### [Consegna]
Riproduci fedelmente la parte del brano sul viaggio a Capo Nord che va da "Al papà del nostro amico non" a "più in fretta.".

### [Estratto del documento]

Andare a Capo Nord, per un giovane d’oggi, è un progetto non molto difficile da realizzare, ma negli anni Cinquanta solo desiderarlo, per di più in moto, partendo da un piccolo paese rivierasco dell’Abruzzo, era davvero un sogno, che spesso rimaneva chiuso nel cassetto. Da tempo mio fratello Remo, purtroppo oggi prematuramente scomparso, ed io accarezzavamo questo sogno, ma mancavano i soldi e la moto. L’opportunità favorevole per realizzarlo si presentò allorché il papà di un nostro compagno, che aveva una falegnameria, cominciò a produrre cassette per l’esportazione dell’uva Regina in Germania ed aveva bisogno di manodopera stagionale. Così, dopo aver sostenuto i nostri esami all’università, ci presentammo, insieme ad alcuni compagni, in falegnameria per farci assumere.
Al papà del nostro amico non sembrava vero poter avere manodopera a basso costo: per ogni cassetta prodotta ricevevamo 5 lire; si trattava di assemblare dei listelli di legno di pioppo con 68 chiodi, che noi mettevamo in bocca, per lavorare più in fretta.
Dall’alba al tramonto, lavorando sodo, si riusciva a produrne al massimo 140, così potevamo raggranellare 700 lire giornaliere: una sommetta nient’affatto disprezzabile per quei tempi.
Nostra madre, il papà era morto da un anno, venuta a sapere della nostra intenzione di viaggiare in Europa e per di più in moto, ci fece capire in tutti i modi che non era proprio entusiasta di questa nostra idea. Voleva anche che lasciassimo il lavoro perché temeva che trascurassimo gli studi;ed aggiunse che se proprio avevamo deciso di partire, ci avrebbero dato lei i soldi per le vacanze. Mio fratello, che era maggiore di me, cercò di rassicurarla e così non ne parlammo più.
A giugno avevamo messo da parte un po’ di soldi, ma non avevamo purtroppo ancora la moto per partire. Si presentò allora una di quelle occasioni che non sempre si verificano, né si ripetono tanto spesso. Un nostro amico, figlio unico di una collega di mia madre, era riuscito a convincere i propri genitori a farsi comprare una Lambretta 150cc.; però siccome era un guidatore poco esperto e poco accorto, aveva collezionato nel giro di qualche mese diversi incidenti, per fortuna non gravi, ma la cosa aveva gettato i genitori nell’ansia più nera. Così dissi a mio fratello: “E se chiedessimo al papà del nostro amico di prestarci la moto, che ne dici?” Mio fratello rispose: “proviamo”.
Il padre, persona affabile e disponibile, appena formulammo la richiesta, non se la fece ripetere due volte.“Ma che bella idea,” – disse – “un viaggio di tre mesi in Lambretta, certo, certo ve la daremo”.

### [Righe di dati]
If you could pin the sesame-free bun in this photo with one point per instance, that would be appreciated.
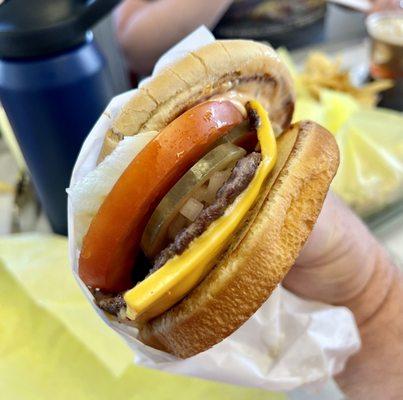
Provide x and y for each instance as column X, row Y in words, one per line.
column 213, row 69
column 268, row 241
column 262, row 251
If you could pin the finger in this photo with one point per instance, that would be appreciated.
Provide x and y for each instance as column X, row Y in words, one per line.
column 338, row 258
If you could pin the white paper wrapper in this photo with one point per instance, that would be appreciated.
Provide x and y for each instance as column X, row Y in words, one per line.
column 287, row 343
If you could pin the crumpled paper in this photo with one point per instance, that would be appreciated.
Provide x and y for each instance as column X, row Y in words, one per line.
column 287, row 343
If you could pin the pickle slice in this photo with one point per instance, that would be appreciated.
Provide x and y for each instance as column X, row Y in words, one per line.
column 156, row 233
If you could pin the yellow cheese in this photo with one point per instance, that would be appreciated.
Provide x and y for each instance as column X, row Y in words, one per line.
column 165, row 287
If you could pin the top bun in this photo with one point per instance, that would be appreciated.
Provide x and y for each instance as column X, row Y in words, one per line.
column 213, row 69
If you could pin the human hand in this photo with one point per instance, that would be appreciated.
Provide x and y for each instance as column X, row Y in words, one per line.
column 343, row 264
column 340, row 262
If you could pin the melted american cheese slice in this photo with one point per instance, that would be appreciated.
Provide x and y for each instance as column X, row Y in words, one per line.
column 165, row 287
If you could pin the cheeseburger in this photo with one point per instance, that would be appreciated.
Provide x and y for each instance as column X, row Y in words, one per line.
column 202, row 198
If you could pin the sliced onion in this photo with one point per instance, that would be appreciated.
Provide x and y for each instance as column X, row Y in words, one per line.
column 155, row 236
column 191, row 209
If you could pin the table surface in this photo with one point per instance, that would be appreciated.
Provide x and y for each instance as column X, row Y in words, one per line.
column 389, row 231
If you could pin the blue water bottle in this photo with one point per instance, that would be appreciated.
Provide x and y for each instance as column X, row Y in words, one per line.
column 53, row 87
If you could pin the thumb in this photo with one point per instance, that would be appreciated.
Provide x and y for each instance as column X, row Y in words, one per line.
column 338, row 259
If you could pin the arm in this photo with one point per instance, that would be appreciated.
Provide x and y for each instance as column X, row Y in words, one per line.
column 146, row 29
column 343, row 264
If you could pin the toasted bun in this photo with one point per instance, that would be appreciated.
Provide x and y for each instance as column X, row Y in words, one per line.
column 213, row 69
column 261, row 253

### [Soluzione]
Al papà del nostro amico non sembrava vero poter avere manodopera a basso costo: per ogni cassetta prodotta ricevevamo 5 lire; si trattava di assemblare dei listelli di legno di pioppo con 68 chiodi, che noi mettevamo in bocca, per lavorare più in fretta.